Image point annotation listing
********
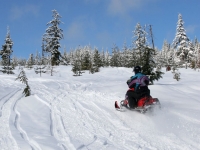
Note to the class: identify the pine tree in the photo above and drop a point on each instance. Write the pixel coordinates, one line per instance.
(52, 37)
(107, 59)
(97, 60)
(6, 54)
(114, 60)
(180, 42)
(149, 65)
(30, 62)
(139, 43)
(22, 77)
(86, 60)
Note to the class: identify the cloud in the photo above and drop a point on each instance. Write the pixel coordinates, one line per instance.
(75, 31)
(17, 12)
(191, 29)
(122, 7)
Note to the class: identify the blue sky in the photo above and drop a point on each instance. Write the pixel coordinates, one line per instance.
(100, 23)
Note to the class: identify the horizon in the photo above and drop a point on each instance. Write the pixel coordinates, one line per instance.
(97, 23)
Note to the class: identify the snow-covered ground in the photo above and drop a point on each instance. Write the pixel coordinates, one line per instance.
(66, 112)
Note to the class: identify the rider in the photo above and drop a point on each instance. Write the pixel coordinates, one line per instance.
(138, 87)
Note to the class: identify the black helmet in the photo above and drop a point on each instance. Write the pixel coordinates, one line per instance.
(137, 69)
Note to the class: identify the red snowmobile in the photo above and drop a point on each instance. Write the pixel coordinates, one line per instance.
(143, 104)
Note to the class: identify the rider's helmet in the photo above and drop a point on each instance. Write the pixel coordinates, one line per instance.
(137, 69)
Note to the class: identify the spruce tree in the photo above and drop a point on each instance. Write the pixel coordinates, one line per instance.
(22, 77)
(97, 60)
(139, 43)
(180, 42)
(149, 65)
(52, 37)
(114, 60)
(6, 54)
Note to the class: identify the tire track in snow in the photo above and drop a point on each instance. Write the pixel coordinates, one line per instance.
(5, 99)
(56, 126)
(33, 144)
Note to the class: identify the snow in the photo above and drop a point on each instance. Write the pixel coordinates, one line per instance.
(66, 112)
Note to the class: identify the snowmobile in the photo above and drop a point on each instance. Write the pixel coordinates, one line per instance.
(144, 104)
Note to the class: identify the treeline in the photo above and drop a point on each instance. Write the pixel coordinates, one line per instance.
(182, 52)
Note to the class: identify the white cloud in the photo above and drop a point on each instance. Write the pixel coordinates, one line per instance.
(75, 31)
(191, 28)
(122, 7)
(18, 12)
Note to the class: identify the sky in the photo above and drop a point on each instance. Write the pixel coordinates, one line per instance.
(66, 112)
(98, 23)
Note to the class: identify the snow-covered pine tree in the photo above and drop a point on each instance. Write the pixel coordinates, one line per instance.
(76, 62)
(52, 37)
(114, 60)
(102, 56)
(30, 62)
(96, 60)
(6, 54)
(149, 65)
(40, 68)
(22, 77)
(180, 42)
(66, 57)
(86, 58)
(107, 59)
(139, 43)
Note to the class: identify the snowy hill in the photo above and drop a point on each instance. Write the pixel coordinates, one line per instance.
(66, 112)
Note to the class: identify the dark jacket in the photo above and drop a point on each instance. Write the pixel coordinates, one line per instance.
(137, 81)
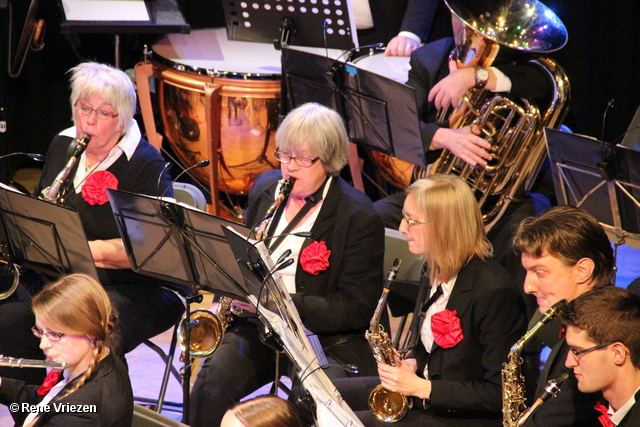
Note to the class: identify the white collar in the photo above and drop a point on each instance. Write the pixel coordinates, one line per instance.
(617, 416)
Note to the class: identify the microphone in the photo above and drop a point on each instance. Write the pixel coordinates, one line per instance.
(604, 117)
(201, 164)
(253, 265)
(552, 388)
(347, 367)
(33, 156)
(338, 65)
(166, 166)
(284, 255)
(283, 262)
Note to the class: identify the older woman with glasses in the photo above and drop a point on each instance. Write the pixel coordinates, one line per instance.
(335, 279)
(76, 325)
(103, 101)
(467, 316)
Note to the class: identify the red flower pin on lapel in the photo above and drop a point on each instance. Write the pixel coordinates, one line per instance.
(94, 190)
(446, 328)
(315, 258)
(605, 418)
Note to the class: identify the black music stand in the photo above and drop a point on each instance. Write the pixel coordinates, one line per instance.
(381, 114)
(600, 178)
(46, 237)
(179, 245)
(282, 320)
(320, 24)
(164, 17)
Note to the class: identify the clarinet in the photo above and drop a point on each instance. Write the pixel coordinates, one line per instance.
(52, 192)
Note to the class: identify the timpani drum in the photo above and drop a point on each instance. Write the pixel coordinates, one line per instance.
(246, 76)
(395, 171)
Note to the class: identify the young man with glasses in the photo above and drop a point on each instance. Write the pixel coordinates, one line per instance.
(603, 335)
(565, 253)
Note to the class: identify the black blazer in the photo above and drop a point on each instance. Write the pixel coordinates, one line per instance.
(108, 389)
(570, 407)
(339, 301)
(466, 379)
(632, 419)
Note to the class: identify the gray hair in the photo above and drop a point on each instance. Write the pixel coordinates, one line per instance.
(319, 130)
(112, 85)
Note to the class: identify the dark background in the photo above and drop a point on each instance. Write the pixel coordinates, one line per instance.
(601, 58)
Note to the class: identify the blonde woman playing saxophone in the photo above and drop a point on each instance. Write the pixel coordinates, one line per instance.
(462, 336)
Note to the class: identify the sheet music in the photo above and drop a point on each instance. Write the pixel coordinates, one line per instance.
(105, 10)
(331, 409)
(6, 187)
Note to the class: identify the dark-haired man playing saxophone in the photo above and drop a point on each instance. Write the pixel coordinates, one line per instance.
(566, 253)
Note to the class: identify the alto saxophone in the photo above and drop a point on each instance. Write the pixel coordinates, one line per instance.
(286, 185)
(387, 406)
(514, 410)
(52, 192)
(225, 309)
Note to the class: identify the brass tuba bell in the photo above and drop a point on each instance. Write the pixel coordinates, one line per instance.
(205, 336)
(514, 128)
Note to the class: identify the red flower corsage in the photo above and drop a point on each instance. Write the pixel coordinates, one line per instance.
(446, 328)
(94, 190)
(315, 258)
(605, 418)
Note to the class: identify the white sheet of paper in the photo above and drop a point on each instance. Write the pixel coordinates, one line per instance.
(105, 10)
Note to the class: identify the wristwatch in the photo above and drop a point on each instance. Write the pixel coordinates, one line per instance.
(482, 77)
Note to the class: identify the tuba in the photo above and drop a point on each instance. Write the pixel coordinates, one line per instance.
(514, 128)
(206, 330)
(514, 410)
(387, 406)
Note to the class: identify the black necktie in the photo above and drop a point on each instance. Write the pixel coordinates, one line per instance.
(431, 300)
(416, 325)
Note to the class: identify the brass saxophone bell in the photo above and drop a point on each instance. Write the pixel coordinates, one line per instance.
(388, 406)
(205, 336)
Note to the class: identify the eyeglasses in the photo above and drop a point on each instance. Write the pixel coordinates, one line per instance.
(304, 162)
(85, 111)
(51, 336)
(577, 353)
(411, 222)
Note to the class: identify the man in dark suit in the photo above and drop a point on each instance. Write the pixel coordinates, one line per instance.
(565, 253)
(335, 280)
(603, 335)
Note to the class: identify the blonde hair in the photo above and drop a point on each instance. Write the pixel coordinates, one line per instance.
(77, 304)
(454, 229)
(320, 130)
(267, 411)
(112, 85)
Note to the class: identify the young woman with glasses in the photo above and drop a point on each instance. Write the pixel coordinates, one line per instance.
(76, 325)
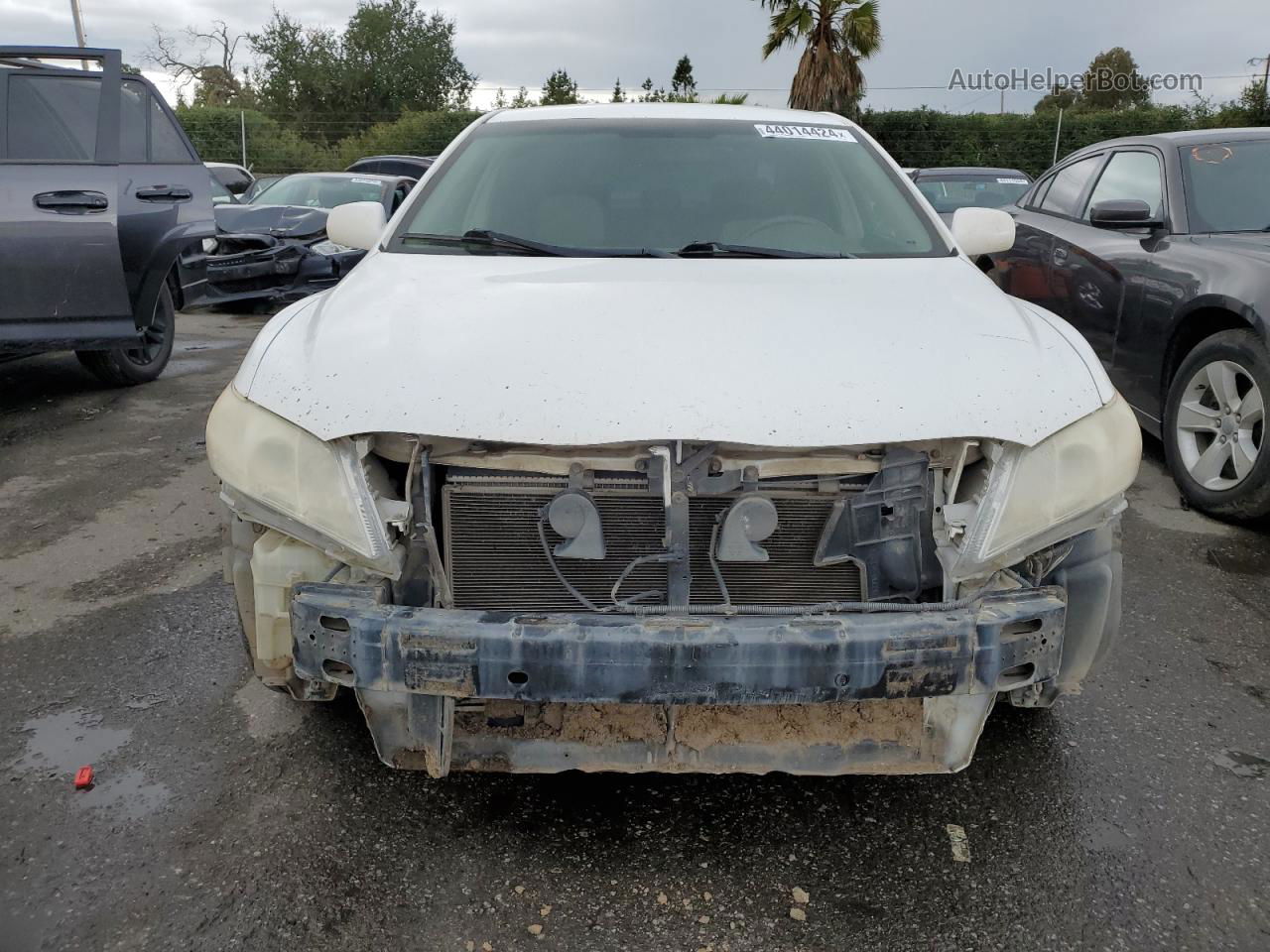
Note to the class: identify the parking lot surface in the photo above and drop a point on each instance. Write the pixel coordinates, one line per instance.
(1135, 816)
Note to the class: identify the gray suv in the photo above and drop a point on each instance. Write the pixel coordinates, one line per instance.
(104, 206)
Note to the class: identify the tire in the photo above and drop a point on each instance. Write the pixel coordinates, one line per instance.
(126, 367)
(1215, 429)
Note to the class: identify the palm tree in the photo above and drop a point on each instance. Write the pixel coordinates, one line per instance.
(838, 35)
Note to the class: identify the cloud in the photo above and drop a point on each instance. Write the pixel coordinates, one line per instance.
(513, 42)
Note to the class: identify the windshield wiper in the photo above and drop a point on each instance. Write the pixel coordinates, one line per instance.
(499, 241)
(717, 249)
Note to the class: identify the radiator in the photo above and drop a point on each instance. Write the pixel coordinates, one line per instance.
(495, 560)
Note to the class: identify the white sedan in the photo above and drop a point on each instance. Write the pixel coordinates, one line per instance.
(657, 436)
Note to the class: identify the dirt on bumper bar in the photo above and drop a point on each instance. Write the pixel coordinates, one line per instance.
(833, 693)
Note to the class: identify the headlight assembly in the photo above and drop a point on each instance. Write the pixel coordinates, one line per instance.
(329, 248)
(280, 475)
(1032, 497)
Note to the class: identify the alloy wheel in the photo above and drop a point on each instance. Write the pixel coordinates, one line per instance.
(1220, 425)
(153, 339)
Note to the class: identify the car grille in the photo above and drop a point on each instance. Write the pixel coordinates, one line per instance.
(495, 558)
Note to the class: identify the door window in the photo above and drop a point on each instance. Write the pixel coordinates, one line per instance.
(132, 122)
(53, 118)
(166, 140)
(1130, 176)
(1065, 194)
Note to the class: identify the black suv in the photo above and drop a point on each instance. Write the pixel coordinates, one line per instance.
(104, 206)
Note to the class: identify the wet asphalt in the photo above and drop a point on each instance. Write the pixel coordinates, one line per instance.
(1135, 816)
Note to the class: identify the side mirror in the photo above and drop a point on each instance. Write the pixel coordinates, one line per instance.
(357, 223)
(1123, 213)
(983, 231)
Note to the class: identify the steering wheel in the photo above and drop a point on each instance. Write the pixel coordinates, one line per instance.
(813, 229)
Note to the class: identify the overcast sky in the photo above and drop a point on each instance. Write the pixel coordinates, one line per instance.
(518, 42)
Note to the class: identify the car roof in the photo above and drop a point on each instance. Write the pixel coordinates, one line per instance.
(667, 111)
(343, 176)
(970, 171)
(1164, 140)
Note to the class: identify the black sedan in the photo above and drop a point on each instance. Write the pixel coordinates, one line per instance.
(1157, 249)
(969, 186)
(273, 248)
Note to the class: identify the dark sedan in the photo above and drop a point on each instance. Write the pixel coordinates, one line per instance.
(273, 246)
(1157, 249)
(969, 186)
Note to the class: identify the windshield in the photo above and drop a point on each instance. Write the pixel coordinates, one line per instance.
(947, 193)
(661, 185)
(320, 190)
(1225, 185)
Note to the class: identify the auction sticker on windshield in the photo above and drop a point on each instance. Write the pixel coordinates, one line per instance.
(825, 134)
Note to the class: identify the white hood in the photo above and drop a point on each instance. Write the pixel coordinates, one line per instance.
(580, 352)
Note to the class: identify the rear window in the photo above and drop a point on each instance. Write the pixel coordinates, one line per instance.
(53, 118)
(948, 193)
(1225, 185)
(320, 190)
(1069, 185)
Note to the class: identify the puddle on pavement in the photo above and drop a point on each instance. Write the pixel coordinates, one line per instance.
(128, 796)
(182, 366)
(1250, 557)
(1242, 765)
(64, 742)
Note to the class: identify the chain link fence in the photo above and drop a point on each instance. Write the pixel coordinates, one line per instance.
(275, 144)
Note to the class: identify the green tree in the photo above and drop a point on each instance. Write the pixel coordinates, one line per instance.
(390, 56)
(559, 90)
(683, 82)
(1112, 81)
(1062, 98)
(203, 58)
(1255, 103)
(649, 94)
(837, 36)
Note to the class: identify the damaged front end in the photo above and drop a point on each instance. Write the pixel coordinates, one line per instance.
(255, 267)
(667, 606)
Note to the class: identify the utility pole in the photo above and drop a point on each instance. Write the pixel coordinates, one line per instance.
(77, 16)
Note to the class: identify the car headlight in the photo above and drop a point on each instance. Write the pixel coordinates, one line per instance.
(1030, 498)
(284, 476)
(329, 248)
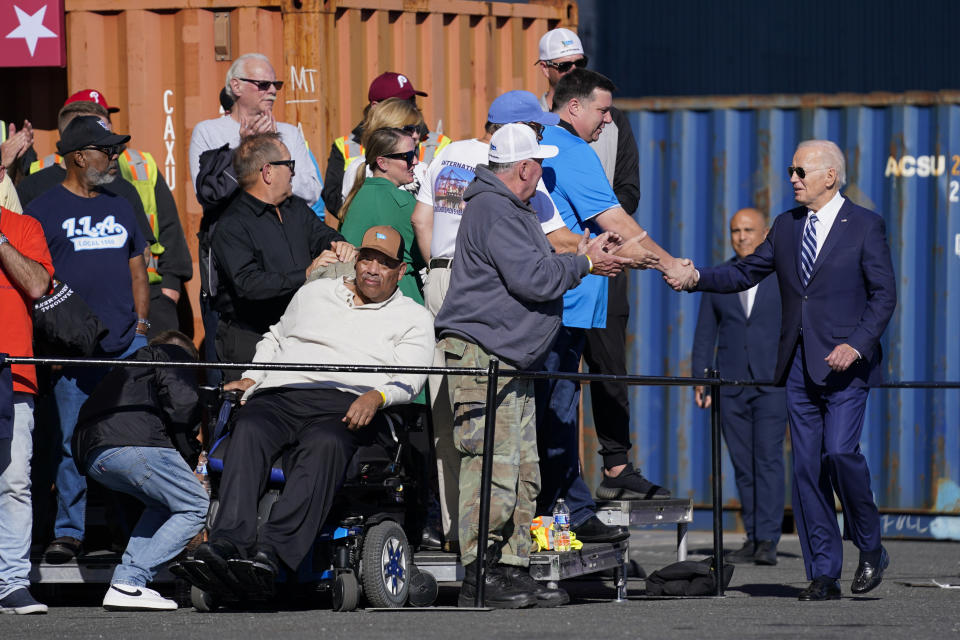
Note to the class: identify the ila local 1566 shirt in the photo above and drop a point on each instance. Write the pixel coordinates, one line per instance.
(91, 241)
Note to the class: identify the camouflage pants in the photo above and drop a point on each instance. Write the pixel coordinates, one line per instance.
(516, 466)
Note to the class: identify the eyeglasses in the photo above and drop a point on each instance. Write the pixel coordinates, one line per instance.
(406, 156)
(113, 150)
(263, 85)
(563, 67)
(289, 164)
(801, 172)
(537, 128)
********
→ Written request
Copy out the stretch of the listing from the line containing "Note to the class: identify the ila" through the end of the listing, without any changes.

→ Reply
Note to the class: identify the ila local 1566 shirt in the photo above and drop a point on each instance. Write the pixel coordinates, one line per instance.
(91, 241)
Note to the class: identify the camouflage pants in the photo above and drop a point on each instance. Write the pixel coordinates, one line per instance.
(516, 466)
Note to the class: identify the eyeglasses in the photo above and drop a point on each instance. Write the pixel coordinates, one line per instance.
(406, 156)
(113, 150)
(263, 85)
(563, 67)
(289, 164)
(801, 172)
(537, 128)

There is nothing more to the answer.